Goal of the exercise:
Give back each line of the listing precisely as written.

---------- Data to examine ----------

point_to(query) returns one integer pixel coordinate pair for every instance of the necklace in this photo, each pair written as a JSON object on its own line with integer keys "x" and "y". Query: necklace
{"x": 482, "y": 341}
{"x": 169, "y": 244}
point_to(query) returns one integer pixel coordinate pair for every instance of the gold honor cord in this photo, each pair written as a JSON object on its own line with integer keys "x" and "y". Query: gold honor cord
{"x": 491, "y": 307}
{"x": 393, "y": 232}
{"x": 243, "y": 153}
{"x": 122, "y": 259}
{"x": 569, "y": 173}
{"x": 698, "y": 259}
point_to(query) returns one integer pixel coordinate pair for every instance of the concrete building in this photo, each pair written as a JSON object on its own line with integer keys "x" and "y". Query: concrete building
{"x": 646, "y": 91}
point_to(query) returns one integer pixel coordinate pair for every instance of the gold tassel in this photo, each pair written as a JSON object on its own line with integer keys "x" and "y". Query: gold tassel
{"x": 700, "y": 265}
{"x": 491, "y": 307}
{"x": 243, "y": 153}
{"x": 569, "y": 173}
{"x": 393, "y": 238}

----------

Answer section:
point_to(query) returns one integer pixel coordinate pair for every instance of the necklace in this photo, each pair written as a JSON object on its own line with integer keys "x" and "y". Query: necklace
{"x": 482, "y": 341}
{"x": 169, "y": 244}
point_to(query) returns one integer pixel coordinate pair for every instance of the gold honor cord in this photo, each pair written as a JSON object on its own line with integer keys "x" and "y". Query: gold honor cord
{"x": 491, "y": 307}
{"x": 393, "y": 232}
{"x": 243, "y": 153}
{"x": 122, "y": 259}
{"x": 569, "y": 173}
{"x": 698, "y": 259}
point_to(query) returns one integer pixel coordinate pair for every instance of the concrete building in this photo, each pair written as a JSON object on its own line with integer keys "x" and "y". Query: concrete building
{"x": 646, "y": 91}
point_to(query) returns one integer pixel coordinate pair for every instance of the gold tassel in this photo, each pair written as a JSON object on its own line with integer keys "x" and "y". Query: gold tassel
{"x": 700, "y": 265}
{"x": 491, "y": 307}
{"x": 243, "y": 153}
{"x": 569, "y": 173}
{"x": 393, "y": 238}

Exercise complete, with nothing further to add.